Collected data
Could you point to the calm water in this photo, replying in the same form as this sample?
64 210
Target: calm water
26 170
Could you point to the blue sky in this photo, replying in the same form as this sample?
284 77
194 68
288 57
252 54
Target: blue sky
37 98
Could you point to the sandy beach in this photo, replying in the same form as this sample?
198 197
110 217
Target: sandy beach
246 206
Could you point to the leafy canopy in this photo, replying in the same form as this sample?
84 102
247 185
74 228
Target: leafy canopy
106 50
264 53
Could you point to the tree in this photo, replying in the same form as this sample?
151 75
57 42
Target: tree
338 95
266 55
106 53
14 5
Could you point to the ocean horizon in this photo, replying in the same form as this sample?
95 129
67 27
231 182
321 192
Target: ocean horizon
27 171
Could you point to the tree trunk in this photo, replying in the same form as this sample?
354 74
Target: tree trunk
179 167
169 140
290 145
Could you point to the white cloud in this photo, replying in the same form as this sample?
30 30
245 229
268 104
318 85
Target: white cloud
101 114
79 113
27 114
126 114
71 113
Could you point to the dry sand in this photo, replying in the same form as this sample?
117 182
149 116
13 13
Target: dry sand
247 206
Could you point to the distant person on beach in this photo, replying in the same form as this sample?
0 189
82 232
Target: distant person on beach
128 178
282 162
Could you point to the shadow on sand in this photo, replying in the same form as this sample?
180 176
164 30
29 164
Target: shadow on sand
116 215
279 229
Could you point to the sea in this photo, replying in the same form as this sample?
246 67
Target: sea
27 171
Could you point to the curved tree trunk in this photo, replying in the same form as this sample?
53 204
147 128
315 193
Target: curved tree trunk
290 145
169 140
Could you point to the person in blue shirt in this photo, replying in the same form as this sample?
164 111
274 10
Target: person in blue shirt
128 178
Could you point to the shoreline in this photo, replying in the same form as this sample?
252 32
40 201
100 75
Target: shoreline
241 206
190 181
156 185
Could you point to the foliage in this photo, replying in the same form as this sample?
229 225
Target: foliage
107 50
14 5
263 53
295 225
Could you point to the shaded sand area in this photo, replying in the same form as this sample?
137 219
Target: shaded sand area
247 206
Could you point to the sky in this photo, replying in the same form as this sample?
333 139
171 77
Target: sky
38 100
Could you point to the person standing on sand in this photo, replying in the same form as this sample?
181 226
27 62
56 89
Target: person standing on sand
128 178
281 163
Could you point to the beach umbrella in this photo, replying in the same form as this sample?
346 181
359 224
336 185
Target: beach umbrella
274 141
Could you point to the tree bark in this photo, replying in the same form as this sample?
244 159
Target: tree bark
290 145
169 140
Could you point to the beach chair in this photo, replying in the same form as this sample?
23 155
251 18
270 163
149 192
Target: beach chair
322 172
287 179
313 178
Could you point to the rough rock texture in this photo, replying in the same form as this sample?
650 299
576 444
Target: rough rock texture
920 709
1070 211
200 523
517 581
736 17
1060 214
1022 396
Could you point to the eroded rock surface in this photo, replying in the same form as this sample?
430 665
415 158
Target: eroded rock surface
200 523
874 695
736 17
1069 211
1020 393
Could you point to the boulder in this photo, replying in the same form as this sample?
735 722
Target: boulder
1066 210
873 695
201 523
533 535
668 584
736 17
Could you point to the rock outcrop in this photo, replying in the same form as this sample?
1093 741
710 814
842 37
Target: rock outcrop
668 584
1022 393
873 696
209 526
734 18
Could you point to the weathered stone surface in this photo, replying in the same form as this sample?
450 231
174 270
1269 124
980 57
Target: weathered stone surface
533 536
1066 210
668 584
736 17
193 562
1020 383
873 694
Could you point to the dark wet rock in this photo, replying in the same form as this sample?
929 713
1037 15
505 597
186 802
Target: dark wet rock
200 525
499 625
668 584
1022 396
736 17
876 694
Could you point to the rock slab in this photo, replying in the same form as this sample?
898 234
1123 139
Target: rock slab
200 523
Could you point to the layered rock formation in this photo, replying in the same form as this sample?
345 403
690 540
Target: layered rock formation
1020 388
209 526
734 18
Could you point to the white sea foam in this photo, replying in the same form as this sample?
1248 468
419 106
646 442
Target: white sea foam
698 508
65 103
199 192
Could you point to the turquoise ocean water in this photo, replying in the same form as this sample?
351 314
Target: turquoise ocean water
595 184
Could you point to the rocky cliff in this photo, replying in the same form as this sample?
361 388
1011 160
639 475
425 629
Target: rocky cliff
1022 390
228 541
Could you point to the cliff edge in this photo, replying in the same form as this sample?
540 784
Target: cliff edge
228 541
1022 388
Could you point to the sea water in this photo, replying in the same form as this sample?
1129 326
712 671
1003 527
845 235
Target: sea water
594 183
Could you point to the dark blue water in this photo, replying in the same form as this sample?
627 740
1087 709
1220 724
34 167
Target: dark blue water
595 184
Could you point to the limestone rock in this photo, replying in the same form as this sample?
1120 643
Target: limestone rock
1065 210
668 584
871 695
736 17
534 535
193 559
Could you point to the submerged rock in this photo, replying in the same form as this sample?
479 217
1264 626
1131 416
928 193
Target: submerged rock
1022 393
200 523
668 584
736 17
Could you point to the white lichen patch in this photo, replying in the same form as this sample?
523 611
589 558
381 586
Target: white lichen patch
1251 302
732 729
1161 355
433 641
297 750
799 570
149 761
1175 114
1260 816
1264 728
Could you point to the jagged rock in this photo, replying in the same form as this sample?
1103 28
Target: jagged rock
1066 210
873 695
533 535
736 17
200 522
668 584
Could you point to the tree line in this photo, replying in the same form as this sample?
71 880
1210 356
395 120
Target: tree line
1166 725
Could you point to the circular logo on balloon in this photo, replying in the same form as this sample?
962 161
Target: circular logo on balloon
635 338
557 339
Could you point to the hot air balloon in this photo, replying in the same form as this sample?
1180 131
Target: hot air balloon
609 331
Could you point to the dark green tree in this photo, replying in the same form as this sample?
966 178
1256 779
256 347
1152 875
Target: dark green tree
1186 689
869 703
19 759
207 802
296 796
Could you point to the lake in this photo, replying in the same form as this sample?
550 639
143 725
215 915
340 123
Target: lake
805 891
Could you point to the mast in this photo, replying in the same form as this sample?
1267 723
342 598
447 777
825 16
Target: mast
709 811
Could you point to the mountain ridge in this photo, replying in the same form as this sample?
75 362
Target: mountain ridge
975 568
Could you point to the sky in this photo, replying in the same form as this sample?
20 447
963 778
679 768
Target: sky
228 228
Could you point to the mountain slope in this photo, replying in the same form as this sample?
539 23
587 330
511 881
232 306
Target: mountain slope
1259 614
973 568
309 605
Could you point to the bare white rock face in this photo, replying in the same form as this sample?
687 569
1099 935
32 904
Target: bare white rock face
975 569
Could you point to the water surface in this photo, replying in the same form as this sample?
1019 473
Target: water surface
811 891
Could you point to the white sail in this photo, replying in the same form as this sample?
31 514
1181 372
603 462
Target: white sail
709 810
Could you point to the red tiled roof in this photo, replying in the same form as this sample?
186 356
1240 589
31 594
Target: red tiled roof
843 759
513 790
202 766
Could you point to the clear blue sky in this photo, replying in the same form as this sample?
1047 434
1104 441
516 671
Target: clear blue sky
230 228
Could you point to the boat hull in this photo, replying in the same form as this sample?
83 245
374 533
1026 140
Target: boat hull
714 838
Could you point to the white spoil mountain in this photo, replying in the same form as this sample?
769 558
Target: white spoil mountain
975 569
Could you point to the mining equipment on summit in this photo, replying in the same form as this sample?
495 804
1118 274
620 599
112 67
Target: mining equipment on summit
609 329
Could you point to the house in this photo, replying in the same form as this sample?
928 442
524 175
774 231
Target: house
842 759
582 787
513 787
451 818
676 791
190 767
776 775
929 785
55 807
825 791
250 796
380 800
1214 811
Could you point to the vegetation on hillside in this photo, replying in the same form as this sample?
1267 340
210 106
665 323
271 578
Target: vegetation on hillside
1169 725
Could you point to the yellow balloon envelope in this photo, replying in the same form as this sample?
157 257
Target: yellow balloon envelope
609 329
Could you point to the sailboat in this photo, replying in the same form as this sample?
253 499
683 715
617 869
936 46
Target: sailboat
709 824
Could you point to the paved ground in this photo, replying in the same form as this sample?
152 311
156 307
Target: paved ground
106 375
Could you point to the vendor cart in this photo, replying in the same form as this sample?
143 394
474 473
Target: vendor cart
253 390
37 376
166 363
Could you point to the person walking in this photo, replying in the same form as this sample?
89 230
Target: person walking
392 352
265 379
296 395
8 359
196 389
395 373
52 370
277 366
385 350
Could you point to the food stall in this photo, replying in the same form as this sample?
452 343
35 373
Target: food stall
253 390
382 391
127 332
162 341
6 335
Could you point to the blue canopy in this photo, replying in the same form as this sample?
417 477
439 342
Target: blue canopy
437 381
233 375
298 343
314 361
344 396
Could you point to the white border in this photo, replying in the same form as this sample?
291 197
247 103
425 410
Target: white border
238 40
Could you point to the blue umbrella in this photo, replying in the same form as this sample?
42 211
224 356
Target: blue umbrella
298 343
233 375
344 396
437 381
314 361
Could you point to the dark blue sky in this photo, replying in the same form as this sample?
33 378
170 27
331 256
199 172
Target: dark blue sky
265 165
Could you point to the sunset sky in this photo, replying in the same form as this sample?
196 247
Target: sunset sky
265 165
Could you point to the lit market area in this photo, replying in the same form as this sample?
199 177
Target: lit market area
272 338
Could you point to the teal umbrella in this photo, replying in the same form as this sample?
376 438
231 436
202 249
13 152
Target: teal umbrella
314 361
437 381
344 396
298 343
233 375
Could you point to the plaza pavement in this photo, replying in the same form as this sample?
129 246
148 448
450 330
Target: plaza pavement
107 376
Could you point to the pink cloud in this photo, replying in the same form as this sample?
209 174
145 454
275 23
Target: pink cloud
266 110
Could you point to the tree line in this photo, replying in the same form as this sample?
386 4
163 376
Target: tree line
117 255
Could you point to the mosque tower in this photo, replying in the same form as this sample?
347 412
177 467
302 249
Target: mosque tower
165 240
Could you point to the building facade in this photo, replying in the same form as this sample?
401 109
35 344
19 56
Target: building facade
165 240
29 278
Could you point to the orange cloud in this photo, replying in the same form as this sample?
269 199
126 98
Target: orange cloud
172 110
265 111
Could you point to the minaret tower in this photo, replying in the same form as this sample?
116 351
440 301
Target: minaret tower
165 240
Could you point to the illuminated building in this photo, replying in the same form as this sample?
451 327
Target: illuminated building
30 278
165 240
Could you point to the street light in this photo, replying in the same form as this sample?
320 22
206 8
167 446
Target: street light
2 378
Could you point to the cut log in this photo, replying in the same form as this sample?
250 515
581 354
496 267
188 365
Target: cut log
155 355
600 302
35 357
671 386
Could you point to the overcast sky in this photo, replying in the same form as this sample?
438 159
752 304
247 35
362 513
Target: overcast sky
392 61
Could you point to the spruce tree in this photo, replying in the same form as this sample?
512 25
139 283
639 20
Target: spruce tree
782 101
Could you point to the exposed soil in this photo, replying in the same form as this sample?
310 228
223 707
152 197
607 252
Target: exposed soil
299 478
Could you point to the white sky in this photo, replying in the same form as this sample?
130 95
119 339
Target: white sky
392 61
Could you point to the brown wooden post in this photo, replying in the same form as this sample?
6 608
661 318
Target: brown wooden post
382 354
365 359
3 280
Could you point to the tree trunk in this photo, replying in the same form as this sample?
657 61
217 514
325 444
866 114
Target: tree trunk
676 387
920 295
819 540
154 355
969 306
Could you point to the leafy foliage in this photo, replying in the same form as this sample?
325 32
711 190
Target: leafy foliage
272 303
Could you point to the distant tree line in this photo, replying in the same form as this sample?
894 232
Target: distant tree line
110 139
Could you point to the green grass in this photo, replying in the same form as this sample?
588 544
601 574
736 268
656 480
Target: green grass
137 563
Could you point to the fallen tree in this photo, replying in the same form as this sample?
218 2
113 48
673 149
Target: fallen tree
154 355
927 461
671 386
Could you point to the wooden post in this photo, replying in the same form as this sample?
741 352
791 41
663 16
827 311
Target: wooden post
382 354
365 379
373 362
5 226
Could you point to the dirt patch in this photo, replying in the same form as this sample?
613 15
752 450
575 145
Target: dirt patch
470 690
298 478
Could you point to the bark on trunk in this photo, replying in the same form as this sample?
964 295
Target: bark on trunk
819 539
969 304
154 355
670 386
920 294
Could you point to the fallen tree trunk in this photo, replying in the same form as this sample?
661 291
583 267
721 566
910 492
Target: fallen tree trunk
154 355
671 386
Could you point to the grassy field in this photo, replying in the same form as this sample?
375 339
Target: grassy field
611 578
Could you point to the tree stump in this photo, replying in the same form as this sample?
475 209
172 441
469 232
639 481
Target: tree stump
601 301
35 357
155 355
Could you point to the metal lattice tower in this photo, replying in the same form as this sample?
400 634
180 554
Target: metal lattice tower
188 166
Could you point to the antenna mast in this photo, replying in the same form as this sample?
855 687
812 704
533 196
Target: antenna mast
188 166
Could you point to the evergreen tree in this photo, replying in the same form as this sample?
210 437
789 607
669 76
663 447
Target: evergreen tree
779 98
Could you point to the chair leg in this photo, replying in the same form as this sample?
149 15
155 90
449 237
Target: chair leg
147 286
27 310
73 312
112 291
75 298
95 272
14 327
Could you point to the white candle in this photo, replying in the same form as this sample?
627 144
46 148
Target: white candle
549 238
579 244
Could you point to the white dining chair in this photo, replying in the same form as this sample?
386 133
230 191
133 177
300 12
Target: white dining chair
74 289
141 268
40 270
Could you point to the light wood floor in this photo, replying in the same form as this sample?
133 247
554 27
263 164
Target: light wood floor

SHORT TASK:
Nothing but the lines from the one with "Could you point to the metal" through the last line should be repeated, each exactly as it stands.

WRITTEN ANSWER:
Could you point to the metal lattice tower in this photo, replying in the same form as this sample?
400 634
180 554
Target: metal lattice tower
188 166
Could you point to the antenna mast in this photo, replying in the same form as this sample?
855 687
812 704
533 196
Target: antenna mast
188 166
Could you point to the evergreen tree in this photo, replying in the same form as this sample?
210 437
789 607
669 76
663 447
Target: evergreen tree
779 98
Could you point to the chair leg in this photo, replying in the same form as this sample?
149 15
155 90
449 237
Target: chair leg
147 286
27 310
73 312
112 291
75 298
95 272
14 327
Could you point to the white candle in this photo, replying in the same form as this sample?
627 144
46 148
Target: white candle
549 238
579 244
Could you point to the white dining chair in this photo, replying in the same form as this sample?
386 133
230 191
133 177
300 12
Target: white dining chair
74 289
141 268
40 270
Could you point to the light wood floor in this photo, replying in the same form as this sample?
133 247
554 27
263 164
Target: light wood floor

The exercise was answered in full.